Takenlijst |
1 - Noem alle aardrijkskundige namen (streken, gemeenten en wegen) die in de tekst over rijangst voorkomen.
2 - Neem uit de tekst over rijangst letterlijk het stuk over vanaf "Rijangst: wel een" tot en met "je ervan af?".
3 - Beantwoord deze vragen over de tekst over rijangst:
(a) Hoe oud is Lisa?
(b) Wat bleek achteraf de oorzaak van het stilvallen van haar motor?
(c) Waaraan ligt rijangst bij de meeste mensen?

Brontekst |
____
Rijangst: wel een rijbewijs, nooit achter het stuur
Ze zijn met honderdduizenden in Vlaanderen, de rij-mijders: mensen die wel een rijbewijs hebben, maar de auto laten staan. Of alleen rijden als het echt niet anders kan, met klamme handjes en knikkende knieën. Hoe komen ze aan die angst, en hoe kom je ervan af?
Vrienden en collega’s gaan ervan uit dat ik geen rijbewijs heb, of dat ik uit ecologische overwegingen kies voor het openbaar vervoer. Ik laat het maar zo. Dan hoef ik niet te vertellen dat ik het niet meer durf.’ Lisa (34) huivert als ze terugdenkt aan de laatste keer dat ze achter het stuur zat, inmiddels zeven jaar geleden.
‘Het was op de A12, ergens tussen Schelle en Aartselaar. Ineens stopte de motor met draaien en viel mijn auto stil. Een geknapte distributieriem, zo bleek achteraf. Op dat stuk vierbaansweg is er geen pechstrook, alleen van die betonnen blokken aan weerskanten. Ik zat als versteend achter het stuur, terwijl ik in mijn achteruitkijkspiegel auto’s in volle vaart zag naderen. Sommige chauffeurs moesten hun stuur omgooien om me te ontwijken, anderen staken hun middelvinger op terwijl ze me toeterend voorbijreden. Ik dacht dat mijn laatste uur geslagen had. Niemand stopte om me te helpen. Uiteindelijk ben ik uit de auto gekropen, langs de passagierskant, om in de berm te gaan overgeven.’
Lisa had meer dan een jaar gespaard voor haar tweedehandsautootje. Het was amper de derde of vierde keer dat ze ermee onderweg was. Ze heeft daarna nooit meer gereden. ‘In het begin dacht ik: nu even niet, ik pik het later wel weer op. Maar ik ben het altijd voor me uit blijven schuiven.’
Ik nam een foute afslag en bleef in blinde paniek vijftig kilometer doorrijden. Mijn man moest me komen halen aan een tankstation
Slakkengangetje
Mijn auto, mijn vrijheid? Het rijbewijs als ultieme poort naar een zelfstandig en onafhankelijk leven? Vergeet het: bij heel wat mensen zit dat vaak (ook letterlijk) duur betaalde document al jarenlang ongebruikt in de portefeuille. Soms door een concrete gebeurtenis, zoals bij Lisa. Maar dat is lang niet altijd het geval. Bij de meeste mensen met rijangst ligt het aan een gebrek aan routine.
____
Gegevensregels |
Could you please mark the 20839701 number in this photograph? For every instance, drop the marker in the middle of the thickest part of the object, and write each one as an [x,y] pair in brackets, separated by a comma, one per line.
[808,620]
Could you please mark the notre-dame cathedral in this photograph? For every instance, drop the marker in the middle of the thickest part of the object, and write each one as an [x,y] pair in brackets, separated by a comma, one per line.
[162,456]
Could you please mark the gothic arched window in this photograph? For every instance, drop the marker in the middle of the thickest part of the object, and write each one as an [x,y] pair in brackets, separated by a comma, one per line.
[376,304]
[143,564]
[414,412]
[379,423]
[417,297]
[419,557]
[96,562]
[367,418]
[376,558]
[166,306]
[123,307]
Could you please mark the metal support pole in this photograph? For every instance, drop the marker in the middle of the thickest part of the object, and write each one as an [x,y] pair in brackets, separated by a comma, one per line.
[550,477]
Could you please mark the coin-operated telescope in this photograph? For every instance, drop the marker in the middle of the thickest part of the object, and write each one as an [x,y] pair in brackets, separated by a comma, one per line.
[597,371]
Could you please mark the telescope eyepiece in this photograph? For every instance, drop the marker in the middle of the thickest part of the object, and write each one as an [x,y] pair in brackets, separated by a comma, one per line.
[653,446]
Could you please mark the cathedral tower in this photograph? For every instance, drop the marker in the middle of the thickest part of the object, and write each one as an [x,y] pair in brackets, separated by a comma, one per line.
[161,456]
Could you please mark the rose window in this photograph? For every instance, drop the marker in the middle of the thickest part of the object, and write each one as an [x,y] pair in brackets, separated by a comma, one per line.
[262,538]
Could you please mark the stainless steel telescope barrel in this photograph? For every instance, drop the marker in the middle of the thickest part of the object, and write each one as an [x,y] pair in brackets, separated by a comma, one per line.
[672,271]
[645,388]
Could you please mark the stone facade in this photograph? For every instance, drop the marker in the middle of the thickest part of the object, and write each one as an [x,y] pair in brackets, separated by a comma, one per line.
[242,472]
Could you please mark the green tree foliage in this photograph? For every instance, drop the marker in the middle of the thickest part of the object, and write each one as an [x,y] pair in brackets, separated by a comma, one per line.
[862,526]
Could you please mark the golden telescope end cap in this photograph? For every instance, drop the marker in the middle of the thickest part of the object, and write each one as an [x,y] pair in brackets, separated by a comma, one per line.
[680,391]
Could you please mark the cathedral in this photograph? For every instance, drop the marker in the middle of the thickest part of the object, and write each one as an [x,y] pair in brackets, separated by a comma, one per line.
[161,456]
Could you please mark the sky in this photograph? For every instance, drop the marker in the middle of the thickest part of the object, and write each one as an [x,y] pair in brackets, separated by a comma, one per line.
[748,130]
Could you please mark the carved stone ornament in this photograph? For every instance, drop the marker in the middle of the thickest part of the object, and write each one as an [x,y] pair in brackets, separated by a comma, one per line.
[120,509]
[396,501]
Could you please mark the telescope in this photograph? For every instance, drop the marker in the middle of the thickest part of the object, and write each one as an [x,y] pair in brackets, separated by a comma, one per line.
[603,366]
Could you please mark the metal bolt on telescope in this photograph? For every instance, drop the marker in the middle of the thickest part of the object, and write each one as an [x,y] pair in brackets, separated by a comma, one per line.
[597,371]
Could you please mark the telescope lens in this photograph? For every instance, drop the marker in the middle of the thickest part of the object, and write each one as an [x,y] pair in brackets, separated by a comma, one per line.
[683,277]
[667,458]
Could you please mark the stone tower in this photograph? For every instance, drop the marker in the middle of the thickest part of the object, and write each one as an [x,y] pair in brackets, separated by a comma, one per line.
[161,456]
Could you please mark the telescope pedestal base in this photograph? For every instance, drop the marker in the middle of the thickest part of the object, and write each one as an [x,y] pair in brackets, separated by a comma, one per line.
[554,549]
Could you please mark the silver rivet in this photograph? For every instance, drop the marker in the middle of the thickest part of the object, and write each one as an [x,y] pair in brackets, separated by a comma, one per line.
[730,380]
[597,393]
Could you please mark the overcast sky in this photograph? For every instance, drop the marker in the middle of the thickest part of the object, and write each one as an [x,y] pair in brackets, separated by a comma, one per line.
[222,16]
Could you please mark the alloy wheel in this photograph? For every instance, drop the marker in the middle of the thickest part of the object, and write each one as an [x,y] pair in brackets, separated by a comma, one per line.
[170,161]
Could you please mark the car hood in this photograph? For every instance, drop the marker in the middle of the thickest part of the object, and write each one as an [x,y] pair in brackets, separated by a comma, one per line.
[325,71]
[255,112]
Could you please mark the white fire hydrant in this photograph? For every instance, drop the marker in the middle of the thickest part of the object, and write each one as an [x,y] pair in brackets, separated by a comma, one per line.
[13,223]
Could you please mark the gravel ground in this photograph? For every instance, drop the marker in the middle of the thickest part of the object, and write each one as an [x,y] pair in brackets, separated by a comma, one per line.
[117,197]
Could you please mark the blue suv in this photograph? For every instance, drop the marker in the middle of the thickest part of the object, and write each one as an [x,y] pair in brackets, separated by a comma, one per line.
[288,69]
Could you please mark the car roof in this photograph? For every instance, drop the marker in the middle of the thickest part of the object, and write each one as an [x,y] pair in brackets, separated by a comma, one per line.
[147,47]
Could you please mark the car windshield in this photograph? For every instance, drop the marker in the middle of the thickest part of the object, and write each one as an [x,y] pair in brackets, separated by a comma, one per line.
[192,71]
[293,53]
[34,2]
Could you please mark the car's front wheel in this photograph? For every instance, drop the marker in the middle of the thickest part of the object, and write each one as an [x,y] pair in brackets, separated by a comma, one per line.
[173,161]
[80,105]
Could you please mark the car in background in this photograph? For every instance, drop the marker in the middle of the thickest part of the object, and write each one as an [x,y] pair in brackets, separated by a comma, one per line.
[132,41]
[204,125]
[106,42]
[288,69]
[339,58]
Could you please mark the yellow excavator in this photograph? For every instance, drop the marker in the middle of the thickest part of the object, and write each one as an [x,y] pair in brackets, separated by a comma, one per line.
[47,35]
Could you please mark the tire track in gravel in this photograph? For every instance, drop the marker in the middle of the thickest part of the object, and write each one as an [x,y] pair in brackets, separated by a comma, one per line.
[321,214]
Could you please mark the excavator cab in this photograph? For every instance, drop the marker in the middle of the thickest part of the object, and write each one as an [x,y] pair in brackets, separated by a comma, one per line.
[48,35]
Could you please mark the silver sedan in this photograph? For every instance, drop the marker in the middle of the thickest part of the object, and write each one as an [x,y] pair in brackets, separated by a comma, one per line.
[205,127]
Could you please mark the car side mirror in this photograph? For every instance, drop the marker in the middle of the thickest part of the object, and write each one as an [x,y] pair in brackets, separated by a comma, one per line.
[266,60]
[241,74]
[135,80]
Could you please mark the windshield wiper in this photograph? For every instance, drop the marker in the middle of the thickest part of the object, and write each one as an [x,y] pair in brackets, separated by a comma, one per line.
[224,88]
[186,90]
____
Antwoorden per taak |
1 - Vlaanderen, A12, Schelle, Aartselaar

2 -
Rijangst: wel een rijbewijs, nooit achter het stuur
Ze zijn met honderdduizenden in Vlaanderen, de rij-mijders: mensen die wel een rijbewijs hebben, maar de auto laten staan. Of alleen rijden als het echt niet anders kan, met klamme handjes en knikkende knieën. Hoe komen ze aan die angst, en hoe kom je ervan af?

3 -
(a) 34 jaar
(b) Een geknapte distributieriem
(c) Aan een gebrek aan routine